(Point-based annotation data)
-=-=-

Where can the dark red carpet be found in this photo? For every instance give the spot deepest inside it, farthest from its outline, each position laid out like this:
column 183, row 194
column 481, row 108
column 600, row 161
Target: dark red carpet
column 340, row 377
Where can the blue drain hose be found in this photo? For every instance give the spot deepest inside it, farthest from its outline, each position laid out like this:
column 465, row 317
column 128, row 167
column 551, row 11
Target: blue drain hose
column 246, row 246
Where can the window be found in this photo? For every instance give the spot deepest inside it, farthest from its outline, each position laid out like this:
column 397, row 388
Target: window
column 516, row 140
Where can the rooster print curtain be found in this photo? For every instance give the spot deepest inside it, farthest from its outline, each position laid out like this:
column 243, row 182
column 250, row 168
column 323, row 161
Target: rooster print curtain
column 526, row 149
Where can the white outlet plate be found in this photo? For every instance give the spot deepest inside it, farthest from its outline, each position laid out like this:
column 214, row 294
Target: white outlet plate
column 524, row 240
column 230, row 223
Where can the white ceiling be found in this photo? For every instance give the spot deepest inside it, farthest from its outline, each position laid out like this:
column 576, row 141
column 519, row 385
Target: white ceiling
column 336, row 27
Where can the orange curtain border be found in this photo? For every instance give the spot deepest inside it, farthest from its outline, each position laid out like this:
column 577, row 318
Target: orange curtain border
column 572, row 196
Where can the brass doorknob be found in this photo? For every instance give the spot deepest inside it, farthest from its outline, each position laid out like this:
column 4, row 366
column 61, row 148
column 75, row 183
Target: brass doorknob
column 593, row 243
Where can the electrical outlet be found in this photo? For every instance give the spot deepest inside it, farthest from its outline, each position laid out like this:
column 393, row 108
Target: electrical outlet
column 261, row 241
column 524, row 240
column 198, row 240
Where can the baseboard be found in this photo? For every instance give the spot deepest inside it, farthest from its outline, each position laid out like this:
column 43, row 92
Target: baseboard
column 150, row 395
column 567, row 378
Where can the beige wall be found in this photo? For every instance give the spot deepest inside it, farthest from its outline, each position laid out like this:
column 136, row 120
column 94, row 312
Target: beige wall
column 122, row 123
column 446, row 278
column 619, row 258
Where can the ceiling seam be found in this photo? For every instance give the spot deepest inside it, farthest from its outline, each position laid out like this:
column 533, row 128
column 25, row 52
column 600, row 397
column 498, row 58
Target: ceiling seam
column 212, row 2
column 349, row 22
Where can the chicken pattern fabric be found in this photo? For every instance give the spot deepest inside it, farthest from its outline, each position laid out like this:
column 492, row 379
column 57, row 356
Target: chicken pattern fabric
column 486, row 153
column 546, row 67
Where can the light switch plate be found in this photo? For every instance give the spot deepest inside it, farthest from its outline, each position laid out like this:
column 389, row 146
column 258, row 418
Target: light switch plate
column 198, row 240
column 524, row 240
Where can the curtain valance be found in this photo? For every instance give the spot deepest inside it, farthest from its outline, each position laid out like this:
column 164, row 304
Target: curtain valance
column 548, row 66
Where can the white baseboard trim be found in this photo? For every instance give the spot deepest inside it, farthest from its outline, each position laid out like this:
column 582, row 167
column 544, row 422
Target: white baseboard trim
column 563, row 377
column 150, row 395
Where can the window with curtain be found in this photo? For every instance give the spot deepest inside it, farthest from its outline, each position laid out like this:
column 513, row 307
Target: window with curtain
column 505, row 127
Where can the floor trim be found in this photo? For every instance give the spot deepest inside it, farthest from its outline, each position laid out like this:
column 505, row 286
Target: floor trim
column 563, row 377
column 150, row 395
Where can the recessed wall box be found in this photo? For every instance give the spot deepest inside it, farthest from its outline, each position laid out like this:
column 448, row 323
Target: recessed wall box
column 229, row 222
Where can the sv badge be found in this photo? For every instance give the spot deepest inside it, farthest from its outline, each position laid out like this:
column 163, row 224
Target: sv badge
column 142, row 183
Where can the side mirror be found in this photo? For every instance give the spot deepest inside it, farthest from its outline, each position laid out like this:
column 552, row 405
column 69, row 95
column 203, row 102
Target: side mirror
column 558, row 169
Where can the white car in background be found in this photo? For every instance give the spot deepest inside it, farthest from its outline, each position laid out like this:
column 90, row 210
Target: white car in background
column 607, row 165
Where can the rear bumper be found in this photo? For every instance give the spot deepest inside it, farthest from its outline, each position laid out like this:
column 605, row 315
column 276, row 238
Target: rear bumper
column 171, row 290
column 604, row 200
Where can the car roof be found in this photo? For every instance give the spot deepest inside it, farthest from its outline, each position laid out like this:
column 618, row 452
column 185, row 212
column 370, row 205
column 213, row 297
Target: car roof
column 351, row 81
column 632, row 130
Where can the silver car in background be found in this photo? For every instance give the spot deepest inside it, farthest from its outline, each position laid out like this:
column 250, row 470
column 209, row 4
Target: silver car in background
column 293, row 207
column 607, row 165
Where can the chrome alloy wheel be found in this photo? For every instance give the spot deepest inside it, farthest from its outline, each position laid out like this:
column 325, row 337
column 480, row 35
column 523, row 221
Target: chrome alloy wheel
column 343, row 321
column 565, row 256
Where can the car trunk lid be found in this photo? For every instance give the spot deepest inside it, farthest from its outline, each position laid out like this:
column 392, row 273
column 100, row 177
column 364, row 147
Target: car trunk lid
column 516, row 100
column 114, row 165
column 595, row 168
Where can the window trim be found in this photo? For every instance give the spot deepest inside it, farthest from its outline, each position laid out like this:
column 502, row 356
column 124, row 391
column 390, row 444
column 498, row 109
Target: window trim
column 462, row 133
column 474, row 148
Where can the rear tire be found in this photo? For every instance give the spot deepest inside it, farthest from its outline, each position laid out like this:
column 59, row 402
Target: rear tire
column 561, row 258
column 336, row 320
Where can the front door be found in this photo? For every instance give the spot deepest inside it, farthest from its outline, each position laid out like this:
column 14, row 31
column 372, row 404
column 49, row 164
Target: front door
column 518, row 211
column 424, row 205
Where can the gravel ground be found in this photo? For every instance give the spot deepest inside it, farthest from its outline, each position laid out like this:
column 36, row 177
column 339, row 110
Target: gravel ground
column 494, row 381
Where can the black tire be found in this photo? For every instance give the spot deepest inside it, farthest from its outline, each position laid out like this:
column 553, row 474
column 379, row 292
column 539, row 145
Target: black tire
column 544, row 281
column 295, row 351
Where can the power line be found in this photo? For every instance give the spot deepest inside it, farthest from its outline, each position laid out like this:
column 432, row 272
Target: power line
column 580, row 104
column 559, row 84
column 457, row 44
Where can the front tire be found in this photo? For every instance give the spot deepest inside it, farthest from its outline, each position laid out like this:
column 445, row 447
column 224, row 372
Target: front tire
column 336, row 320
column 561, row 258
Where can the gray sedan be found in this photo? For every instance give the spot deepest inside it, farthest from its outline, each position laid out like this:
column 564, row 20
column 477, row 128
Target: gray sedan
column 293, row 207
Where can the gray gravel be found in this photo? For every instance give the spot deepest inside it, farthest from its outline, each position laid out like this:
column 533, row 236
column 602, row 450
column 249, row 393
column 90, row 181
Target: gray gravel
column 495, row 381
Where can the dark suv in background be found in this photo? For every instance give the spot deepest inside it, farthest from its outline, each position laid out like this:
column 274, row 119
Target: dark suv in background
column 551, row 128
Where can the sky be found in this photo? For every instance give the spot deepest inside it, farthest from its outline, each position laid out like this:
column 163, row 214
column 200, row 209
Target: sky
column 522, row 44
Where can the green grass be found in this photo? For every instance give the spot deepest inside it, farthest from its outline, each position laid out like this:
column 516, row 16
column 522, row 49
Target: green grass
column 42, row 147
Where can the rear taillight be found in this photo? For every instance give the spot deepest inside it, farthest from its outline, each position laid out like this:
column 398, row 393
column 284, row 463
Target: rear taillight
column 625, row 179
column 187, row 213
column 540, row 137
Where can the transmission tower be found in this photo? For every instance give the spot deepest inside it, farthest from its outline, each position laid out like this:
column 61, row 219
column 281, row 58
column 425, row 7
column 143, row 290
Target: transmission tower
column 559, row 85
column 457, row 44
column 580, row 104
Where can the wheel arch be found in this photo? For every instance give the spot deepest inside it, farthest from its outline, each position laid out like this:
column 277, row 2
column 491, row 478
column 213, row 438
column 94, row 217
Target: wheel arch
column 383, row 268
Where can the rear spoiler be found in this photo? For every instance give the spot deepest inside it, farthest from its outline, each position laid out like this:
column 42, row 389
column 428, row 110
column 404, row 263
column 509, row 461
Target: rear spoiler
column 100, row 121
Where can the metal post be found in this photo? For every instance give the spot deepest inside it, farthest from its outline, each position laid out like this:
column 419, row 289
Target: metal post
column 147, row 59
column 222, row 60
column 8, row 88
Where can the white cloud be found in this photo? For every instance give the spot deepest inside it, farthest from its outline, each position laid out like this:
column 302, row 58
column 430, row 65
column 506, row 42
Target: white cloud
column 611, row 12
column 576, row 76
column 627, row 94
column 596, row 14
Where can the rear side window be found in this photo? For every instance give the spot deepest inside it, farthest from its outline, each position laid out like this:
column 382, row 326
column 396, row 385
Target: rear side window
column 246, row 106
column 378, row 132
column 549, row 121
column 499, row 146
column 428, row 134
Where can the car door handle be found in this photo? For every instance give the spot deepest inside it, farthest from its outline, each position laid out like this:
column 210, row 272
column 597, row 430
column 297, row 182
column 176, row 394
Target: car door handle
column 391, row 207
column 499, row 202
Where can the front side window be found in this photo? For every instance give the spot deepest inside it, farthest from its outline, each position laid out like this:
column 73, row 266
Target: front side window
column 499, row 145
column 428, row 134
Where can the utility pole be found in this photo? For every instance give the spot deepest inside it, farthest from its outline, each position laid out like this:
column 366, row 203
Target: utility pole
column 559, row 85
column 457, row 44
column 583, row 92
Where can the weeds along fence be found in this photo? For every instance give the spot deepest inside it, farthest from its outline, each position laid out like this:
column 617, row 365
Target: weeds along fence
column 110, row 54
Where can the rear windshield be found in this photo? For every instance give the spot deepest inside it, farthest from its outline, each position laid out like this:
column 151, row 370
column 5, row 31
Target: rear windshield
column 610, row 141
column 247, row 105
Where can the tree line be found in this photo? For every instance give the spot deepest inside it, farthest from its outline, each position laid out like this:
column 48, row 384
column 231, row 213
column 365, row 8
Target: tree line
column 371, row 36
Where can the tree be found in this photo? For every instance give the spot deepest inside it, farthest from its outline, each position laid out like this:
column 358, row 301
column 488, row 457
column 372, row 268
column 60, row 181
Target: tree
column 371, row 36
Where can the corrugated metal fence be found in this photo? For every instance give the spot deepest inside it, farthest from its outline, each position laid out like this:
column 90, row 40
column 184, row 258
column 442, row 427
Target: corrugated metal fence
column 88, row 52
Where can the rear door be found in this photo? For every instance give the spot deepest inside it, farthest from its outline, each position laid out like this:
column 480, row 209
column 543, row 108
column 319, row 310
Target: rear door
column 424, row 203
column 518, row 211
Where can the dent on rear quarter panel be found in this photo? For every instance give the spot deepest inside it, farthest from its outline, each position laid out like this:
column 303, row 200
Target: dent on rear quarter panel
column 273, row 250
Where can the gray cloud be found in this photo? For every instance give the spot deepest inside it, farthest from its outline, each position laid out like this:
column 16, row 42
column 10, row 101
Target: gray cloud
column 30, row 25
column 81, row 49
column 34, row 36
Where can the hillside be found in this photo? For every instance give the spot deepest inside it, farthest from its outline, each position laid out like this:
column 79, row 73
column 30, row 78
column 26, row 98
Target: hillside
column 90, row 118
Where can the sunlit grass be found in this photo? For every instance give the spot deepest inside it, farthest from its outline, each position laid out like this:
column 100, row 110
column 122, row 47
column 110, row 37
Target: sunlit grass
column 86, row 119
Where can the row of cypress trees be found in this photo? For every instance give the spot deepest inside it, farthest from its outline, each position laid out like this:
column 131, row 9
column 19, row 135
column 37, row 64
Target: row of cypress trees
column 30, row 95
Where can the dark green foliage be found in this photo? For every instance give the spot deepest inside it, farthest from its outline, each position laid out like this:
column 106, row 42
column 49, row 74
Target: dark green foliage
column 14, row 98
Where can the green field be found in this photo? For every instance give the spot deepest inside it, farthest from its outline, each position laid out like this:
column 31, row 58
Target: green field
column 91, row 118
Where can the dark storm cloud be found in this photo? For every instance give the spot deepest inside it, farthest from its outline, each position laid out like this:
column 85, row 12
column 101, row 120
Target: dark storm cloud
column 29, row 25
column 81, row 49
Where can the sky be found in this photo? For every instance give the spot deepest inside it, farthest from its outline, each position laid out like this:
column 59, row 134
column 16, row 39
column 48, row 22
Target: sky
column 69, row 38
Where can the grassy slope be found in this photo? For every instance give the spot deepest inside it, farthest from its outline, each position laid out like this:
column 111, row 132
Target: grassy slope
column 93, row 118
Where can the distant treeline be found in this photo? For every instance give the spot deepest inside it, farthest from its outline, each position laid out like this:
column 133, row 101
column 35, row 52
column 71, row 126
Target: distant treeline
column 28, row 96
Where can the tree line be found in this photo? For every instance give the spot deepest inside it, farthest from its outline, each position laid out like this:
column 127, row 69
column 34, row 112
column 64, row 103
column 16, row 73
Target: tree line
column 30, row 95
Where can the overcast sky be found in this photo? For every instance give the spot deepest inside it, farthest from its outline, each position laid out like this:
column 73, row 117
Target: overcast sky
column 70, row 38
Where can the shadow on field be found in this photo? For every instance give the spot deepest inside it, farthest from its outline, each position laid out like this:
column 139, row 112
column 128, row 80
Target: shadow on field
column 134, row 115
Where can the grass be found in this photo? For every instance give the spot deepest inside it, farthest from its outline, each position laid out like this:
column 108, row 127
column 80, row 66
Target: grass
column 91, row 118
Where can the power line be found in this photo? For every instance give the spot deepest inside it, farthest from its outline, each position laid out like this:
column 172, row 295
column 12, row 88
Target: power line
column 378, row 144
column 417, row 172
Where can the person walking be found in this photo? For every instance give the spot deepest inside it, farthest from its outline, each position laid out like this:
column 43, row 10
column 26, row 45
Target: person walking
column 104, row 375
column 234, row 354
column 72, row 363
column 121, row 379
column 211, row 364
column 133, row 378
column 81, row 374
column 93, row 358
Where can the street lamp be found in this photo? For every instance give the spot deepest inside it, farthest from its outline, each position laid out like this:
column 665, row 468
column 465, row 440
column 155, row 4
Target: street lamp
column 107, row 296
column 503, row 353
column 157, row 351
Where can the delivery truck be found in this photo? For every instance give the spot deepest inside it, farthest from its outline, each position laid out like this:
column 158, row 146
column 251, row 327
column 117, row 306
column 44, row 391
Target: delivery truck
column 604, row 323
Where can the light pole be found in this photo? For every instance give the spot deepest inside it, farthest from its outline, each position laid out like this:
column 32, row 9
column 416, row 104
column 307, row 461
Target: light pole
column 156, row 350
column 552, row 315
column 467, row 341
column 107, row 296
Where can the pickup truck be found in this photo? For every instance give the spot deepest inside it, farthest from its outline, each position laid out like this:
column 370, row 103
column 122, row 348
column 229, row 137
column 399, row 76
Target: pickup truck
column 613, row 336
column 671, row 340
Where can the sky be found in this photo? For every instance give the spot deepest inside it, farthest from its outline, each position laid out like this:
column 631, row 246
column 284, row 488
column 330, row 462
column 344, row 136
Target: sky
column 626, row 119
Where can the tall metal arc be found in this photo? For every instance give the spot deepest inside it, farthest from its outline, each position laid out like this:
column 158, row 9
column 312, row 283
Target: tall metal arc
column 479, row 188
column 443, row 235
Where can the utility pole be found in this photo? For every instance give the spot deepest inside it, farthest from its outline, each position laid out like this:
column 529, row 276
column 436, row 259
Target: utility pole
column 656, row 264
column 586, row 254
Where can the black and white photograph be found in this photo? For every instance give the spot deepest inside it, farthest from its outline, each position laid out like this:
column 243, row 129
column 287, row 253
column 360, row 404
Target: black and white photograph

-=-=-

* Aim of the task *
Can you copy the records from the beginning through the line with "column 340, row 377", swapping "carpet" for "rug" and leaving everything else unchanged?

* Full output *
Where can the dark red rug be found in this photo? For every instance give the spot deepest inside it, farthest from its outline, each position laid out like this:
column 183, row 194
column 481, row 108
column 600, row 161
Target: dark red rug
column 340, row 377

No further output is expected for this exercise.